#### What this task involves
Comb the records below for the string "backrest" and copy each line where it turns up.

#### Source data
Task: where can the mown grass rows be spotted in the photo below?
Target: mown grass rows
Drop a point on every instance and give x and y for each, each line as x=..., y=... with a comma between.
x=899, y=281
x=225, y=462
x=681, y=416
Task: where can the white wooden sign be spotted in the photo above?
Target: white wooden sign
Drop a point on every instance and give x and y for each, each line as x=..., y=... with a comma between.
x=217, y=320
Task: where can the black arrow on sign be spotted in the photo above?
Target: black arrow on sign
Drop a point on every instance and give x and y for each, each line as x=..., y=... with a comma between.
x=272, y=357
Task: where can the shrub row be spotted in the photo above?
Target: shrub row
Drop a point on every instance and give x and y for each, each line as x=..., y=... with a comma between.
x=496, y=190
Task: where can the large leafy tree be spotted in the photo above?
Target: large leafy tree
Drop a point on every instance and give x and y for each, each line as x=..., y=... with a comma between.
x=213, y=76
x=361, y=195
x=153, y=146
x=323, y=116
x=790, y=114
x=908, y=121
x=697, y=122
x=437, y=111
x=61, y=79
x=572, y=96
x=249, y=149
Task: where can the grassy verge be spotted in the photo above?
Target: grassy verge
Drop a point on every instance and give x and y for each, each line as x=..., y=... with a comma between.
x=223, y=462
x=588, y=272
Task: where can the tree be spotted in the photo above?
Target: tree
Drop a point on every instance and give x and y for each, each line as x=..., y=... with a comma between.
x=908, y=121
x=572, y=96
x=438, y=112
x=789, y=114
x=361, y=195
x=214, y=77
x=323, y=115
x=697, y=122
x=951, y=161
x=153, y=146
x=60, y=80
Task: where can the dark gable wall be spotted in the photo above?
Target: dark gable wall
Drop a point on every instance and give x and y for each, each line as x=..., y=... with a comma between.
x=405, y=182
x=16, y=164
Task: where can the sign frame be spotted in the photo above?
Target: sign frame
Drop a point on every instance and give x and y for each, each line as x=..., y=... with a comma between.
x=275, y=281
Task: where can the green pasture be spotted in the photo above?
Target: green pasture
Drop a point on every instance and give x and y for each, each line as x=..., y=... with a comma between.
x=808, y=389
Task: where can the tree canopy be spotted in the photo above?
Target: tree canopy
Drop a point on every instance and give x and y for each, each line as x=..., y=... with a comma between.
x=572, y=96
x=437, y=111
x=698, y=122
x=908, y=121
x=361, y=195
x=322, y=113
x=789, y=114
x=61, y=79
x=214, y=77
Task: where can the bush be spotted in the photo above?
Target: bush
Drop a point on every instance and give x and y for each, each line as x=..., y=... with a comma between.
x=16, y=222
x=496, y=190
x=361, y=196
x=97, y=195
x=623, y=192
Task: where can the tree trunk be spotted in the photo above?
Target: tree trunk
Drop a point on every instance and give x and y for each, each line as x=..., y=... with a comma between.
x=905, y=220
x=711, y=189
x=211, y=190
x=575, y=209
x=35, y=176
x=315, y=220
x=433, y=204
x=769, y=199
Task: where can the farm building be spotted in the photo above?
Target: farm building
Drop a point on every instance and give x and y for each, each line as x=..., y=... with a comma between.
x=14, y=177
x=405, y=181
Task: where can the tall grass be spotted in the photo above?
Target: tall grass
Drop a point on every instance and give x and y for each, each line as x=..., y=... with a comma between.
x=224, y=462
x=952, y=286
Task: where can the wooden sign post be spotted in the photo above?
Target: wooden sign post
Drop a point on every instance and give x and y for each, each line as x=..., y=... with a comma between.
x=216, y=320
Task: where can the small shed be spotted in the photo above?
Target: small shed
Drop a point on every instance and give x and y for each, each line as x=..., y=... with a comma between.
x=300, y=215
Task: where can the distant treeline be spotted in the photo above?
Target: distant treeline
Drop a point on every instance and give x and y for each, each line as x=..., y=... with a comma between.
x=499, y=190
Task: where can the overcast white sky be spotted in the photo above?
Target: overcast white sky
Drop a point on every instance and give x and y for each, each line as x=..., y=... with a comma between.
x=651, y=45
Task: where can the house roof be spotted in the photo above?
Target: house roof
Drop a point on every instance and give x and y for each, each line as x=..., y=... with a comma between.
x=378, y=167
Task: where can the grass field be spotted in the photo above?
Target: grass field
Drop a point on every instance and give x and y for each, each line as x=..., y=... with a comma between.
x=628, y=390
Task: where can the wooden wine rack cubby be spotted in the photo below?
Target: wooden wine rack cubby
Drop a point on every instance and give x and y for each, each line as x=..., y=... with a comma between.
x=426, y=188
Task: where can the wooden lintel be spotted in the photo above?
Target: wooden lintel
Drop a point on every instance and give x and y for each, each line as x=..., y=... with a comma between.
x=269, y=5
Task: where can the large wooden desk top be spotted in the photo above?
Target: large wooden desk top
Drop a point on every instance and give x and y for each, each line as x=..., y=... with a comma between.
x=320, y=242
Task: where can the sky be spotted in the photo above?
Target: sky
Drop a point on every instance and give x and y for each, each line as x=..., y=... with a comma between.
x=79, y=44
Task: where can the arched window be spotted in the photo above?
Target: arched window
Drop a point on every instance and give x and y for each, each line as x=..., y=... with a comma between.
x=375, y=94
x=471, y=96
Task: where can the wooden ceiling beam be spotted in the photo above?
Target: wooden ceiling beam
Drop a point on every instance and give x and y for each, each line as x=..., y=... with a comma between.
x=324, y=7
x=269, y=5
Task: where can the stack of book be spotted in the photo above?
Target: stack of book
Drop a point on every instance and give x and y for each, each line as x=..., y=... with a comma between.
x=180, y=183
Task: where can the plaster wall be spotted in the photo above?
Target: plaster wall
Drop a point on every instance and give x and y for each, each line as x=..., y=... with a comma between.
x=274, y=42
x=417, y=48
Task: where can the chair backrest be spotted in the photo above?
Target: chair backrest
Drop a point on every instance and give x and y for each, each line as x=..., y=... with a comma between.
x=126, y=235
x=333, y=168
==
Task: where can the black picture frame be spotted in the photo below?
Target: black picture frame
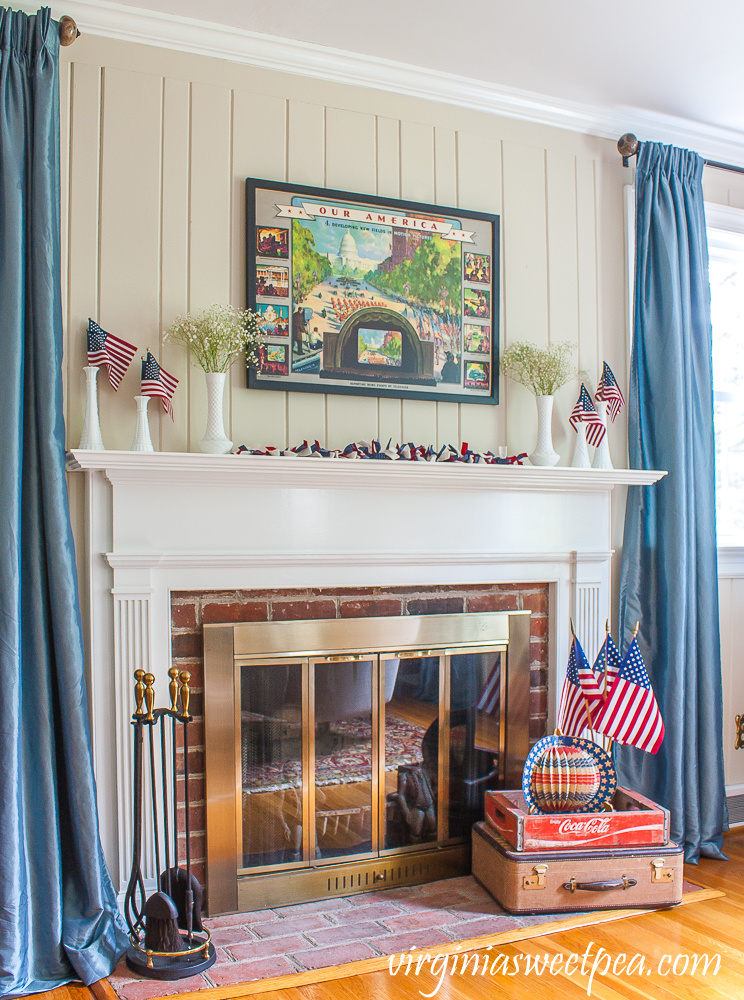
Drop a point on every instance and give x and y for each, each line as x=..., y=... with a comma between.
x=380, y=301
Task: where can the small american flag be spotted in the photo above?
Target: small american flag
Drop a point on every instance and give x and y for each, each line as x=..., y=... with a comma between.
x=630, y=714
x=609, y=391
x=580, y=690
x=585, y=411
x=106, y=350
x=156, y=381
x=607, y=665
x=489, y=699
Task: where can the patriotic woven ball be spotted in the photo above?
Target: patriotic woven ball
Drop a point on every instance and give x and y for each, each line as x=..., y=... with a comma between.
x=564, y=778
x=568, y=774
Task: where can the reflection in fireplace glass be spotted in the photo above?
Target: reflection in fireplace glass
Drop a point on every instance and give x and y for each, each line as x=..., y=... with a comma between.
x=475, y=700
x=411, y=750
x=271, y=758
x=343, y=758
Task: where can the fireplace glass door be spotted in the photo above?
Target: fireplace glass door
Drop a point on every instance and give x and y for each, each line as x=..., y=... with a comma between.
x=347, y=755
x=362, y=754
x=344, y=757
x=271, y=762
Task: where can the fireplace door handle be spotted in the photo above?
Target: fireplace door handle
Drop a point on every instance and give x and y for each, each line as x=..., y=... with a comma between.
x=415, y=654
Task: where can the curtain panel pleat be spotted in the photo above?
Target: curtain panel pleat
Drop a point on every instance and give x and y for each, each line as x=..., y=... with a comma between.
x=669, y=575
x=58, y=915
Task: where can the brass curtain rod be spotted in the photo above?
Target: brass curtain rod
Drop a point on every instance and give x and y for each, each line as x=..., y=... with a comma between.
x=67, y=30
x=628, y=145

#### Reply to the exercise
Task: where can the chair backrest be spotted in the photo above?
Target: chair backrest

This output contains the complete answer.